=== STATED PROBLEM ===
Lay out, as a JSON list of strings with one string per line and blank lines left out, the lines from the line containing "track as a single marker per instance." through the end of the records, both ends included. Leave the pictures out of the answer.

Records in a dataset:
───

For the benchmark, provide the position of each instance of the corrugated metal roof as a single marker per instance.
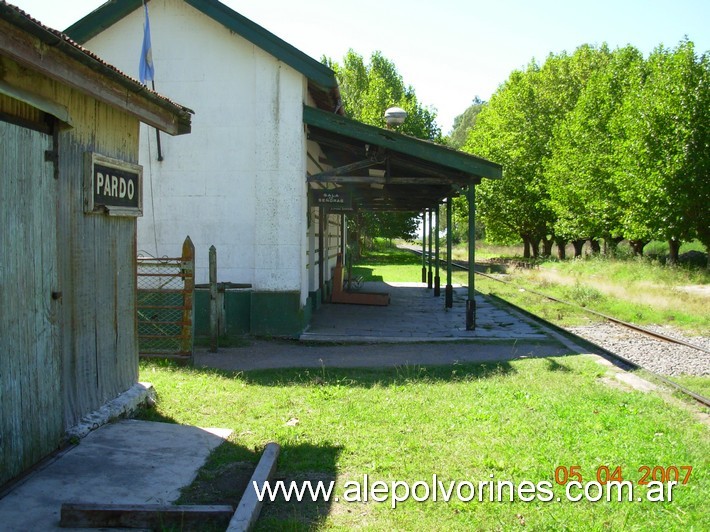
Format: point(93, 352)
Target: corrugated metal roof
point(321, 80)
point(63, 42)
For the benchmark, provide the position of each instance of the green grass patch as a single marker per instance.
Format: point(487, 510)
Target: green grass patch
point(516, 421)
point(698, 384)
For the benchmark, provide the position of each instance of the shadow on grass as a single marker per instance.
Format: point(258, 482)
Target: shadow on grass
point(226, 475)
point(357, 377)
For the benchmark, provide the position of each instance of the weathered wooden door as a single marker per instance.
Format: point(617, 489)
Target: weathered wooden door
point(30, 399)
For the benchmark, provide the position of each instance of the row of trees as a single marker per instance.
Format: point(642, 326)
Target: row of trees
point(368, 89)
point(598, 144)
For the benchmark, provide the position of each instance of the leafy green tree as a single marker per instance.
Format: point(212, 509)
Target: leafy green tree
point(516, 129)
point(663, 159)
point(464, 123)
point(581, 166)
point(367, 91)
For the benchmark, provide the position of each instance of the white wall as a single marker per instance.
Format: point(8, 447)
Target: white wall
point(238, 180)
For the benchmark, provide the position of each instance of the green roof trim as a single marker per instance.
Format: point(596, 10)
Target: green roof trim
point(112, 11)
point(411, 146)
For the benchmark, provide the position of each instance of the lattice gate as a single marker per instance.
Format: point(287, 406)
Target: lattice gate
point(166, 289)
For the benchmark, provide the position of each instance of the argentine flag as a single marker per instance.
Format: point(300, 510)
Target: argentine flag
point(146, 70)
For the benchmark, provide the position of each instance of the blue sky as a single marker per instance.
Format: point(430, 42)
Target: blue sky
point(451, 50)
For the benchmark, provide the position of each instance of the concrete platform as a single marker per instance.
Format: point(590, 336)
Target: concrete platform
point(415, 315)
point(127, 462)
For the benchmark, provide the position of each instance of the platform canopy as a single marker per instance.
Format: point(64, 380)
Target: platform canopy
point(383, 170)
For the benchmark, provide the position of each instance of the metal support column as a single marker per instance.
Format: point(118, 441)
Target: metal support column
point(437, 264)
point(471, 302)
point(424, 246)
point(449, 238)
point(430, 275)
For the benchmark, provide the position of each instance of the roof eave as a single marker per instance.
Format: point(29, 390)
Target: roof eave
point(320, 76)
point(441, 155)
point(59, 58)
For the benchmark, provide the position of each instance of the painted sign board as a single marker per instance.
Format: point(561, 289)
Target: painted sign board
point(333, 199)
point(112, 186)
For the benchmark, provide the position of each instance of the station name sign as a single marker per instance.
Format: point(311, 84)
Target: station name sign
point(335, 200)
point(112, 186)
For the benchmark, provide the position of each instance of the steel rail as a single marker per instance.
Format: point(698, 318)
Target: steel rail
point(701, 399)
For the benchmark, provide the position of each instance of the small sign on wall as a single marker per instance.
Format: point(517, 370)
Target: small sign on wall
point(112, 186)
point(333, 199)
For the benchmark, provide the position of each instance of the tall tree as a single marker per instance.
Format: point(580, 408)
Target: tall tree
point(581, 165)
point(464, 123)
point(367, 91)
point(663, 171)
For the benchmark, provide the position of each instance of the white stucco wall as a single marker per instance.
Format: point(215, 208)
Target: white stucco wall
point(238, 180)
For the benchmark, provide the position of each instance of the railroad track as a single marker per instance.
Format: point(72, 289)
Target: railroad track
point(627, 362)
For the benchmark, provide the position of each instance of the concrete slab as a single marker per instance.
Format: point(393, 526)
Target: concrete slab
point(127, 462)
point(415, 315)
point(262, 354)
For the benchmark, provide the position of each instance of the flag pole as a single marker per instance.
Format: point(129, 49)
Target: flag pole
point(146, 69)
point(157, 132)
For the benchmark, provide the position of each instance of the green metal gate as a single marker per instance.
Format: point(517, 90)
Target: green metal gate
point(166, 289)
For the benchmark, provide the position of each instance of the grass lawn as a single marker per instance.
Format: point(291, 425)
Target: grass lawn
point(513, 422)
point(516, 421)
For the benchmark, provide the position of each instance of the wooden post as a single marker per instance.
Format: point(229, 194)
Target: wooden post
point(430, 275)
point(321, 254)
point(471, 302)
point(214, 318)
point(188, 268)
point(437, 279)
point(424, 246)
point(449, 238)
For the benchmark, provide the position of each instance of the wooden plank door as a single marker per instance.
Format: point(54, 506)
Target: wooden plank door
point(31, 423)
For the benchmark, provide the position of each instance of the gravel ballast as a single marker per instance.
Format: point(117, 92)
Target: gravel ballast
point(656, 355)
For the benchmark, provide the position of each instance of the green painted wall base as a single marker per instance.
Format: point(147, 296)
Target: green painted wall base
point(256, 313)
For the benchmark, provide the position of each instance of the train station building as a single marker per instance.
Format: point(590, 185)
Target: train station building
point(272, 167)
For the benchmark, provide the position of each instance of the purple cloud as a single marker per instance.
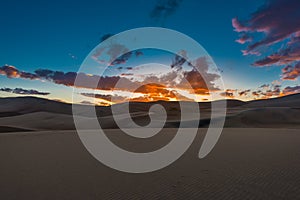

───

=== ANSWER TO THIS TASK ===
[
  "For the benchmark, provide the position of each instance of the railroad track as a single marker per instance.",
  "Format: point(72, 289)",
  "Target: railroad track",
  "point(627, 362)",
  "For the benchmark, provide the position of each instance of the concrete slab as a single marker per instance.",
  "Format: point(393, 526)",
  "Target: concrete slab",
  "point(127, 462)",
  "point(415, 315)",
  "point(262, 354)",
  "For the benchmark, provide the position of each instance of the flag pole as a single marker per instance.",
  "Format: point(129, 49)",
  "Target: flag pole",
  "point(146, 69)",
  "point(157, 132)",
  "For the benchmark, provide the position of each instance of the green metal gate as a single marker per instance.",
  "Format: point(517, 90)",
  "Target: green metal gate",
  "point(166, 289)",
  "For the benchmark, provide the position of each instance of the grass lawn as a single marker per instance.",
  "Format: point(291, 425)",
  "Target: grass lawn",
  "point(513, 422)",
  "point(516, 421)",
  "For the benchmark, provide the position of each instance of the wooden post as a single marker per instance.",
  "Format: point(229, 194)",
  "Target: wooden post",
  "point(430, 275)",
  "point(321, 254)",
  "point(471, 302)",
  "point(214, 318)",
  "point(188, 268)",
  "point(437, 279)",
  "point(424, 246)",
  "point(449, 238)",
  "For the benchmark, provide the position of each instance of the wooden plank door as a single marker per instance.",
  "Format: point(54, 506)",
  "Target: wooden plank door",
  "point(31, 423)",
  "For the benchmark, provide the position of each instance of the gravel ballast as a single marker per instance.",
  "Format: point(117, 92)",
  "Target: gravel ballast",
  "point(656, 355)",
  "For the benchmark, provide the position of each instance of the green painted wall base as a single marker per instance.",
  "Format: point(147, 296)",
  "Target: green painted wall base",
  "point(256, 313)",
  "For the benchmark, provide the position of each instance of the train station building as a single marker per instance.",
  "Format: point(590, 185)",
  "Target: train station building",
  "point(272, 167)",
  "For the benchmark, provide the position of each instance of the purple cloud as a single marker per instance."
]